:: Task input ::

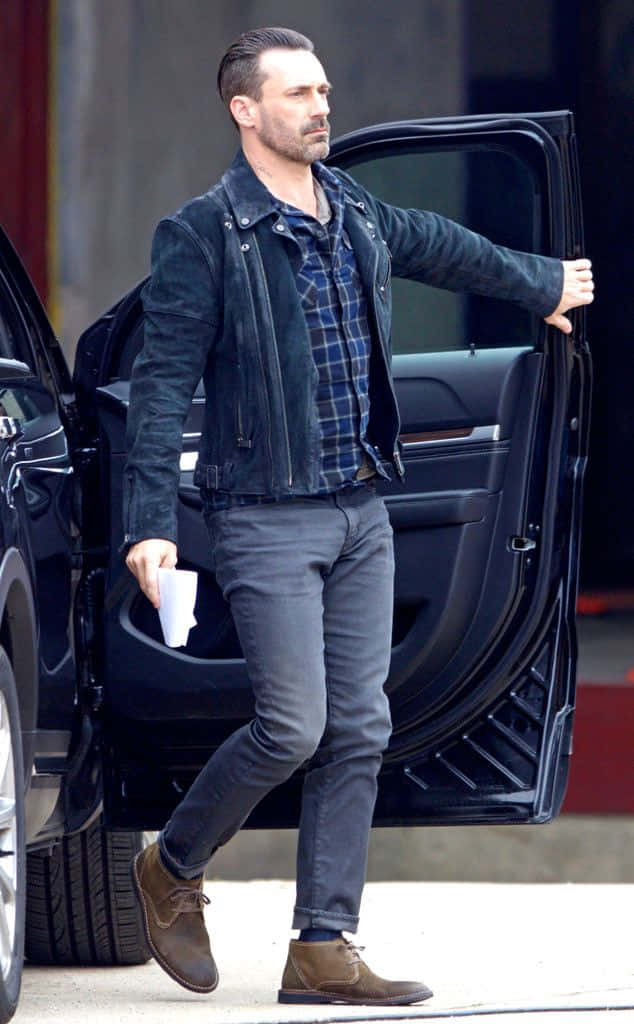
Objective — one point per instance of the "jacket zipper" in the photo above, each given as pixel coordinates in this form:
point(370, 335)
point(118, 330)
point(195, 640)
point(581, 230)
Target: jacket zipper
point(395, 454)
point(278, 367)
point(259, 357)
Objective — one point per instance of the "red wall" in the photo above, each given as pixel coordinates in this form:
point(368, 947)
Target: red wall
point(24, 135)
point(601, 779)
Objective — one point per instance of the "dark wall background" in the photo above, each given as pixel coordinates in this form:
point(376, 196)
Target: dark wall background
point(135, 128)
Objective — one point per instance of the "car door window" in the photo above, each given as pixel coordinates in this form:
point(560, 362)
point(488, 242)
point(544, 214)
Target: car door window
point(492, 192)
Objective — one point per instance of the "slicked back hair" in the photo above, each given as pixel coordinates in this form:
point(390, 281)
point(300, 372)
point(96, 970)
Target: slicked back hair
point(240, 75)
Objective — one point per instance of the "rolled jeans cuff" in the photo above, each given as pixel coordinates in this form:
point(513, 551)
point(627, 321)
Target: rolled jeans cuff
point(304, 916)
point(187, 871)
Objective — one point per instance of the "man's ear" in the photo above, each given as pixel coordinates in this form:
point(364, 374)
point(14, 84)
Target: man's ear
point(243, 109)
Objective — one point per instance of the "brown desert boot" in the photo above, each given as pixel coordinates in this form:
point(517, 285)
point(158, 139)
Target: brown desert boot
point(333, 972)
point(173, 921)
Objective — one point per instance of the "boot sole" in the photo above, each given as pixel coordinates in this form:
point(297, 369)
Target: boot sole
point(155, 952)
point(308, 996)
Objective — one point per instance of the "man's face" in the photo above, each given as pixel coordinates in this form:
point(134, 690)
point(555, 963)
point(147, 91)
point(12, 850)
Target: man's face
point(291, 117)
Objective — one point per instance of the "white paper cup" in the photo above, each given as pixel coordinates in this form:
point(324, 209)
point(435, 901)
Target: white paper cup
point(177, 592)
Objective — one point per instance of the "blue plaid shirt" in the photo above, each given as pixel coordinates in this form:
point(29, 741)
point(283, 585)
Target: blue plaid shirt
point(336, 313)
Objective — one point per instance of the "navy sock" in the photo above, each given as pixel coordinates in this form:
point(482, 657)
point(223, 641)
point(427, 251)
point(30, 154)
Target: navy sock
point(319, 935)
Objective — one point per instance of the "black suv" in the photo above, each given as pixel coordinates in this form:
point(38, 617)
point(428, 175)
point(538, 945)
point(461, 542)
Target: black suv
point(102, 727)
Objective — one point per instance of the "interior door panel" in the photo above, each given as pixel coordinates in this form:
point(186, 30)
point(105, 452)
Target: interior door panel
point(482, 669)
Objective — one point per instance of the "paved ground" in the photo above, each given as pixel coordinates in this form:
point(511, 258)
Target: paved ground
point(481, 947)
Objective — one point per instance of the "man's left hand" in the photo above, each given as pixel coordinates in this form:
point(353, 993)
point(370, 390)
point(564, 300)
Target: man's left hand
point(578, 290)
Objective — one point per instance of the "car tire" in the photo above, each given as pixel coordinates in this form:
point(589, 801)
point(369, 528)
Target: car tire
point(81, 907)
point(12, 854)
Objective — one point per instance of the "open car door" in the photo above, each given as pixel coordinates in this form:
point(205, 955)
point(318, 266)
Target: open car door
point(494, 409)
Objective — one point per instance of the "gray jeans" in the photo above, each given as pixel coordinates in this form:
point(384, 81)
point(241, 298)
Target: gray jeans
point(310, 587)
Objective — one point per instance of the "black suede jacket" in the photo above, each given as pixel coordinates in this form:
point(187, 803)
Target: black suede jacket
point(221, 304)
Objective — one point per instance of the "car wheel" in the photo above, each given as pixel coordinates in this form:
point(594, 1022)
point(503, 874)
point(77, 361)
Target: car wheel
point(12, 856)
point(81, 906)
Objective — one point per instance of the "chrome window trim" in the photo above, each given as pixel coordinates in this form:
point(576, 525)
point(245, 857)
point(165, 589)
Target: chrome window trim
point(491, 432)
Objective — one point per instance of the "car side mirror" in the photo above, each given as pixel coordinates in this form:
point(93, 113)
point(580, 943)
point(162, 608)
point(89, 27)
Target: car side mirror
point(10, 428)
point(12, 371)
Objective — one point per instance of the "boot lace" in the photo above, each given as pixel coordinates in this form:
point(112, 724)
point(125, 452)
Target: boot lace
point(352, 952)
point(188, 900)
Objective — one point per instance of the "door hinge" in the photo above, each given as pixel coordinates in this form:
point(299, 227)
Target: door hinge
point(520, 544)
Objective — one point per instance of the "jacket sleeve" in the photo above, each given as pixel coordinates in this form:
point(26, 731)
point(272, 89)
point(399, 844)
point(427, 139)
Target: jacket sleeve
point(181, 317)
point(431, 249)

:::
:: Task input ::

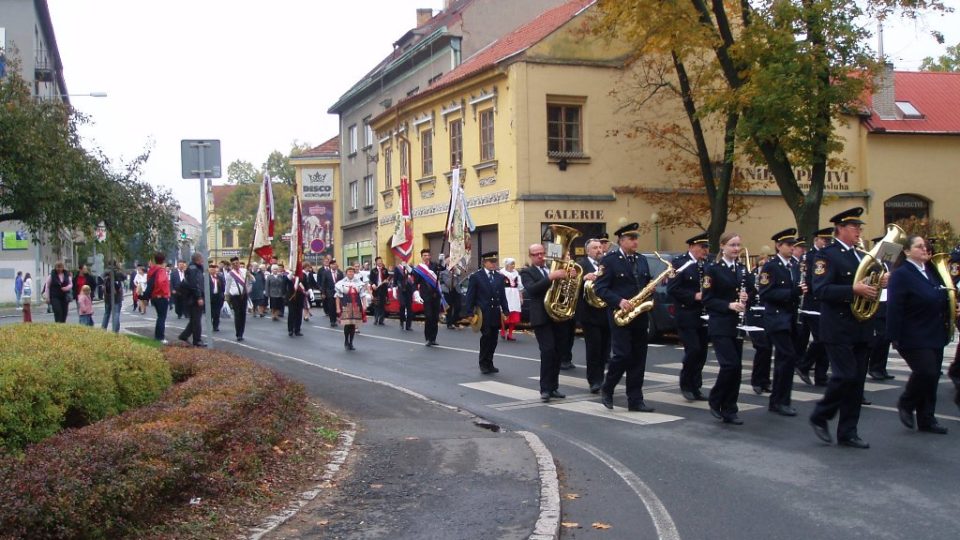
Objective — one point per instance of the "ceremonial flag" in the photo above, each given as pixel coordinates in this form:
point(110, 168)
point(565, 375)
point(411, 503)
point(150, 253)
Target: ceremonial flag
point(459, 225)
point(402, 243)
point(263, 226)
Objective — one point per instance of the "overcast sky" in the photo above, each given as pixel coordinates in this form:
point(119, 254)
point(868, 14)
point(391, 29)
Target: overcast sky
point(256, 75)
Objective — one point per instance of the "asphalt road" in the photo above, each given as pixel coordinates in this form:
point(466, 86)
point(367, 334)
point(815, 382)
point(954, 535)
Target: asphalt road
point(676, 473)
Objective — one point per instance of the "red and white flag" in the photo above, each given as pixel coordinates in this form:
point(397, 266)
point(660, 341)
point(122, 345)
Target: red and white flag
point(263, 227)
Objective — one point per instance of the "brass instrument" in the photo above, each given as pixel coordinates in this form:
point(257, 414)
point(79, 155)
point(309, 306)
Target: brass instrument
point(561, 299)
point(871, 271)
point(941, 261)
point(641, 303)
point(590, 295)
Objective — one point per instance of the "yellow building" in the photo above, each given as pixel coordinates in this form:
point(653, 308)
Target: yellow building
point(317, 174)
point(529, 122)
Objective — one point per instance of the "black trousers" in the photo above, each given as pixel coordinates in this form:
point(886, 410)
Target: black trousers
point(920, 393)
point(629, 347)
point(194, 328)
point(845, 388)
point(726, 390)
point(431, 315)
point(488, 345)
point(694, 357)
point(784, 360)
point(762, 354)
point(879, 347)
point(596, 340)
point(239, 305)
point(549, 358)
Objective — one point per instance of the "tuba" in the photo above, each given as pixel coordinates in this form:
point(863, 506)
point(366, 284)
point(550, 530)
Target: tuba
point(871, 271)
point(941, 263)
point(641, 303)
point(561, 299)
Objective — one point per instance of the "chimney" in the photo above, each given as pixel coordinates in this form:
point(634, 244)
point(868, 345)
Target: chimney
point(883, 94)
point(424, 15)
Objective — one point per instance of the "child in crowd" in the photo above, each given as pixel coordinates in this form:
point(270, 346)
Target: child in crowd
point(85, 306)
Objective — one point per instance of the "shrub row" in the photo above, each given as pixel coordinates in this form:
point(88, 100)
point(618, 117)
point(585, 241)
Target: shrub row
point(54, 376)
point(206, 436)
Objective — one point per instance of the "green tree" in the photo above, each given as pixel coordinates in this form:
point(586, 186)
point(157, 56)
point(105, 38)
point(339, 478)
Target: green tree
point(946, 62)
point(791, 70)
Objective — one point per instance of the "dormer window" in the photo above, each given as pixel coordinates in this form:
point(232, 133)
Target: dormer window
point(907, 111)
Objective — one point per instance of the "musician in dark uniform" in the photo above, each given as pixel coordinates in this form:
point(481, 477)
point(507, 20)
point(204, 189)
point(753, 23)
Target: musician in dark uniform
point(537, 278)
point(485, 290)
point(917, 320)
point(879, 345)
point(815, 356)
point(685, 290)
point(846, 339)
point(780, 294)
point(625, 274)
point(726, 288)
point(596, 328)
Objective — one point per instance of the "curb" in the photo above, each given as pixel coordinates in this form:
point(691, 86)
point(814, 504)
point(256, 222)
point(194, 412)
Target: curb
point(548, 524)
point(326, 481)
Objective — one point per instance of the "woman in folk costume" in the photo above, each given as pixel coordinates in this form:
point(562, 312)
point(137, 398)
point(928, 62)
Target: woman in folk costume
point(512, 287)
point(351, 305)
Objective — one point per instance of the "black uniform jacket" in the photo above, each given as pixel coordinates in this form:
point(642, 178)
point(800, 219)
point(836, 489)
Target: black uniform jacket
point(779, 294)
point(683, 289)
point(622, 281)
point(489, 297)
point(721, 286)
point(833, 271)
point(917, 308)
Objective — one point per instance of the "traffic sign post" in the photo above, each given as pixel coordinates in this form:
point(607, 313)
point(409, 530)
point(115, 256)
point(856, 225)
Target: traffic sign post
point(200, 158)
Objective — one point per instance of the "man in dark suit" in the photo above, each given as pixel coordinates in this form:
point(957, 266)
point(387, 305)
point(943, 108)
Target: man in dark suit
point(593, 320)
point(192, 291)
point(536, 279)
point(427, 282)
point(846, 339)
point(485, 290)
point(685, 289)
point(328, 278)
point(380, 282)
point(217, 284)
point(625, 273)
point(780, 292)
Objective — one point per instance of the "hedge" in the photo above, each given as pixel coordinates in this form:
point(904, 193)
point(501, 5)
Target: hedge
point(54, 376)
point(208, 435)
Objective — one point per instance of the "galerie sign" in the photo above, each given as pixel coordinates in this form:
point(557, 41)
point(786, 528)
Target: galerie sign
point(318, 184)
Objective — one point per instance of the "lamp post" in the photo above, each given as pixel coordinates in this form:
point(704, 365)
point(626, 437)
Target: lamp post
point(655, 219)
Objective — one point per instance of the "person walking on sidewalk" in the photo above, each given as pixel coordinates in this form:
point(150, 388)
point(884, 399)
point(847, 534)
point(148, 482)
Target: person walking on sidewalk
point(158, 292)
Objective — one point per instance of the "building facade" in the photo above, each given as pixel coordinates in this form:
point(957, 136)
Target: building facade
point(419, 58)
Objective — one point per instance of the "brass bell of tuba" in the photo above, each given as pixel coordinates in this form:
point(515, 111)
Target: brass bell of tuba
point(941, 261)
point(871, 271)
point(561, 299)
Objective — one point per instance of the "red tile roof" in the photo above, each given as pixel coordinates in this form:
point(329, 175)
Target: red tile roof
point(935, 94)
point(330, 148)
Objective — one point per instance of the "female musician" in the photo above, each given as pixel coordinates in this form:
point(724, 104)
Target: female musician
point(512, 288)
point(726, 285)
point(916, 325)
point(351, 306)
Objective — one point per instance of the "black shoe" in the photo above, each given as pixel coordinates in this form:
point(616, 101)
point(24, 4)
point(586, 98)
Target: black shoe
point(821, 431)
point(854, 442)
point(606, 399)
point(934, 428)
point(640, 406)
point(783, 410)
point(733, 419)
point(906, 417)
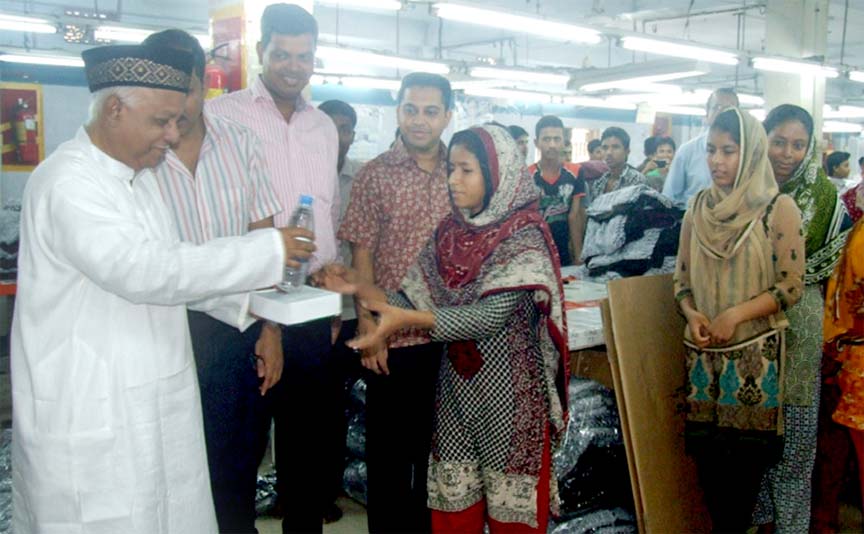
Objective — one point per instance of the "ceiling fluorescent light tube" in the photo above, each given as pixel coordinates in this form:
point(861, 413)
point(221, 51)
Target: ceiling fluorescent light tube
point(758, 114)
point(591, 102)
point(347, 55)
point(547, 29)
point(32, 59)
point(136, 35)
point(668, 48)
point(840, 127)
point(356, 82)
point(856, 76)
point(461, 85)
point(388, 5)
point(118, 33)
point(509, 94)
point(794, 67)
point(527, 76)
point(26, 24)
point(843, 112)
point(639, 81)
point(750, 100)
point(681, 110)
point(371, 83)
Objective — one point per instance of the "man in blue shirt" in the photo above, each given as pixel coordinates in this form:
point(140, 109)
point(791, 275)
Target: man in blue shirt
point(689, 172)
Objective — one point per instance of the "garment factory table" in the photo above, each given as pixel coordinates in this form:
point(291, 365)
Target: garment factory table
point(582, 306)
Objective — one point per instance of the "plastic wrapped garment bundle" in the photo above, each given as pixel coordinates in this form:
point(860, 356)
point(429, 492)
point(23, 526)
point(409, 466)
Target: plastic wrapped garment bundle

:::

*Exercise requirements*
List every line in the rows above that contains the word "sign".

*Correct answer*
Objective — one point per instance of the "traffic sign post" in the photo above, each given as pixel coordinates in this form:
Target: traffic sign post
Objective — one point per instance of the "galerie sign" in the photo above, each given as pixel coordinates in this form:
Target: galerie sign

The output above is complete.